++++ MATERIAL FOR THE TASK
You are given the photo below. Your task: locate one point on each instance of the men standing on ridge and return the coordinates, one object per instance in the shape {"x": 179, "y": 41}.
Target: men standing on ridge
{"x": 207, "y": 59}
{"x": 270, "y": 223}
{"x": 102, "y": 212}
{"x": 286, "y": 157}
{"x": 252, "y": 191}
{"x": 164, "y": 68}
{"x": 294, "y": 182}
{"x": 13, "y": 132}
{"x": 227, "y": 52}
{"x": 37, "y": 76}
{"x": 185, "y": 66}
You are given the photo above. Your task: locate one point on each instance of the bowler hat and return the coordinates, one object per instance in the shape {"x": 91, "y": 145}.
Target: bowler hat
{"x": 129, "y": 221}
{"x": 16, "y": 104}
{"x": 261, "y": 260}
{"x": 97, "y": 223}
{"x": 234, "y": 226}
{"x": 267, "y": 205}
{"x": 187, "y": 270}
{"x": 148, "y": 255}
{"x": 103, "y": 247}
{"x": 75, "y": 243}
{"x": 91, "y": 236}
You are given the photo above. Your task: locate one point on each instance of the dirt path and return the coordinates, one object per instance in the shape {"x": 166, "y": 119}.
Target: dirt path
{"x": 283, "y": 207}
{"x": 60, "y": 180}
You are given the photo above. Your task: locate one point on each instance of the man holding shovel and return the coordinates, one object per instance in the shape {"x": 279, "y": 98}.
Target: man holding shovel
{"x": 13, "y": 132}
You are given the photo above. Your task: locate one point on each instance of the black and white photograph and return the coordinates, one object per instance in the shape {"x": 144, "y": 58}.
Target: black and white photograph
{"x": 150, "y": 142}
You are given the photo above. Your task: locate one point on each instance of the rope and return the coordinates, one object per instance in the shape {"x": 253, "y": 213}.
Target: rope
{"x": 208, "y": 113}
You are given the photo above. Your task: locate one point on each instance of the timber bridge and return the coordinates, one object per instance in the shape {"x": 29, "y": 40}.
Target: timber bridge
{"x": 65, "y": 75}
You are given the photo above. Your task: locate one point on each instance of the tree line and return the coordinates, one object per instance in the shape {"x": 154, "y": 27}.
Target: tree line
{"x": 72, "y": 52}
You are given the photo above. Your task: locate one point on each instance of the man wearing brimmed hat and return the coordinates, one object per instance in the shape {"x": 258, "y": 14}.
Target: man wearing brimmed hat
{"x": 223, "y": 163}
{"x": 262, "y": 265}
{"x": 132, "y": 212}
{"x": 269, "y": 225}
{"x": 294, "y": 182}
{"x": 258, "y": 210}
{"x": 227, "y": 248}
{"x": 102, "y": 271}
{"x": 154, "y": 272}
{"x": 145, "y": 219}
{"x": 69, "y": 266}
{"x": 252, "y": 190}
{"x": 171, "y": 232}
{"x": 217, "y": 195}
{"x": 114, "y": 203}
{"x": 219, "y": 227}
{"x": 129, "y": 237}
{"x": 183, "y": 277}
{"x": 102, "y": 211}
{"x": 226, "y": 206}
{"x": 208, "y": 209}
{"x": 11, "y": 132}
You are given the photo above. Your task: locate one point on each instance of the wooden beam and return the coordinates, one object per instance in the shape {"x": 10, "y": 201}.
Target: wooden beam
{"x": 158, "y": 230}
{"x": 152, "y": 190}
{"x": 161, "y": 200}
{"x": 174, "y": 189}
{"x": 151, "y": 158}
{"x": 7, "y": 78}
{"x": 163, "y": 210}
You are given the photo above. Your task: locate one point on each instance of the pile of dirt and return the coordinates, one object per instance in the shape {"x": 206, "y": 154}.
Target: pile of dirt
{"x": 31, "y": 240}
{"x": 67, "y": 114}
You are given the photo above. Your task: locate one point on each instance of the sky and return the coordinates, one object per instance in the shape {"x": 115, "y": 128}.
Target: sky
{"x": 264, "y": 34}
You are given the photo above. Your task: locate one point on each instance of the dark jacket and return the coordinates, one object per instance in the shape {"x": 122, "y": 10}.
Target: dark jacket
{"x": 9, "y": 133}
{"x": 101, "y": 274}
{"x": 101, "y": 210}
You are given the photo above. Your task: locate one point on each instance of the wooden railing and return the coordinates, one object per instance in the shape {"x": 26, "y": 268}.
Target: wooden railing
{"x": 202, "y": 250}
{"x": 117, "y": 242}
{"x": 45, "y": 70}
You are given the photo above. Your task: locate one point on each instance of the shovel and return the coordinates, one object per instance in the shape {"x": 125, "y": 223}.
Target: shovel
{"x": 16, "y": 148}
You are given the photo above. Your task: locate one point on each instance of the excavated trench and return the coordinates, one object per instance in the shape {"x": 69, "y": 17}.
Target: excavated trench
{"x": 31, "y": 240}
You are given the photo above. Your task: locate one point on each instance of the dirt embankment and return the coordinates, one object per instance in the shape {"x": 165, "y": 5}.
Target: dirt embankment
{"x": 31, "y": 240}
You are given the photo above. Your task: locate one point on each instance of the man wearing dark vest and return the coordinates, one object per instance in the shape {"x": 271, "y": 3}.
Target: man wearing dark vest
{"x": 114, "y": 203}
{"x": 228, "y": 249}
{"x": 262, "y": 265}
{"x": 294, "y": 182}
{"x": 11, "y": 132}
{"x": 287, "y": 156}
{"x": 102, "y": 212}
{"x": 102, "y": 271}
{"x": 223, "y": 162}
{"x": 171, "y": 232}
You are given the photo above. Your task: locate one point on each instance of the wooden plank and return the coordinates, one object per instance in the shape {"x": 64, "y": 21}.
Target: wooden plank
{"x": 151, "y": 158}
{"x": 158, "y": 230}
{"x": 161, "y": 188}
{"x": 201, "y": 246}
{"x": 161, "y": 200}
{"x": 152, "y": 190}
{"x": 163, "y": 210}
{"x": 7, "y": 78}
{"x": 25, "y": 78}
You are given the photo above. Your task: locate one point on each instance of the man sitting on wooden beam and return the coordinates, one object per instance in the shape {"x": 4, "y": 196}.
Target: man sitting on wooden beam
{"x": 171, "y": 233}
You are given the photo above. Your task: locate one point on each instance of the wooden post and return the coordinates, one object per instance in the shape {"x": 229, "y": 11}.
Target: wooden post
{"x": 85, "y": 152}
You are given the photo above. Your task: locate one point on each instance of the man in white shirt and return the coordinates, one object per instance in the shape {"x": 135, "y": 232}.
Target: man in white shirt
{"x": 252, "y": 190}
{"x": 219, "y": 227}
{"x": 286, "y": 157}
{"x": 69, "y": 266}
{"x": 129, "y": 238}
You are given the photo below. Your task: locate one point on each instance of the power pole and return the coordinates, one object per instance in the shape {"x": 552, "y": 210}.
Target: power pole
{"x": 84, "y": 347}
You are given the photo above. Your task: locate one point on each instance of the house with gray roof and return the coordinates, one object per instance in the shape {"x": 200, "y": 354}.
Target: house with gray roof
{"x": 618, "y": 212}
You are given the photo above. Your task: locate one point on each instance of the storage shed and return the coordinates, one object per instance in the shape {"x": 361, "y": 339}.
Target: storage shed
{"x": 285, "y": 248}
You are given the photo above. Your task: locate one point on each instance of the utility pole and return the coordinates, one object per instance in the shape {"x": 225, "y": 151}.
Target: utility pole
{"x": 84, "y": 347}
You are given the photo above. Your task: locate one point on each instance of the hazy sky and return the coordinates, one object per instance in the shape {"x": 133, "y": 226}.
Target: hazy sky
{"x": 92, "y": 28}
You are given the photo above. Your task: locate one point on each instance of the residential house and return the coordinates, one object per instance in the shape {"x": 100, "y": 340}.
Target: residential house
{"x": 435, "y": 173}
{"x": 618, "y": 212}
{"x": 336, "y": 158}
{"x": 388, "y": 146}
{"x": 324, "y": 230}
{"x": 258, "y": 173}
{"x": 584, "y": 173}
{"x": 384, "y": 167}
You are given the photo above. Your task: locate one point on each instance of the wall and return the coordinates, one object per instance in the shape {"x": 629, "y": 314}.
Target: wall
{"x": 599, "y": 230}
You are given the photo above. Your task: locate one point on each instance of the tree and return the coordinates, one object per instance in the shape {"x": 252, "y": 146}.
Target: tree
++++++++
ASSIGNMENT ::
Wherever the word "below" occurs in the data above, copy the line it sits in.

REPLY TO THE EXERCISE ::
You are given the photo below. Your task: locate one point on each instance of the men standing on ridge and return the coordinates, one object per instance in the shape {"x": 179, "y": 41}.
You are given the photo below. Your task: locate one point on each instance of the power pole and return the coordinates, one object per instance in the shape {"x": 552, "y": 210}.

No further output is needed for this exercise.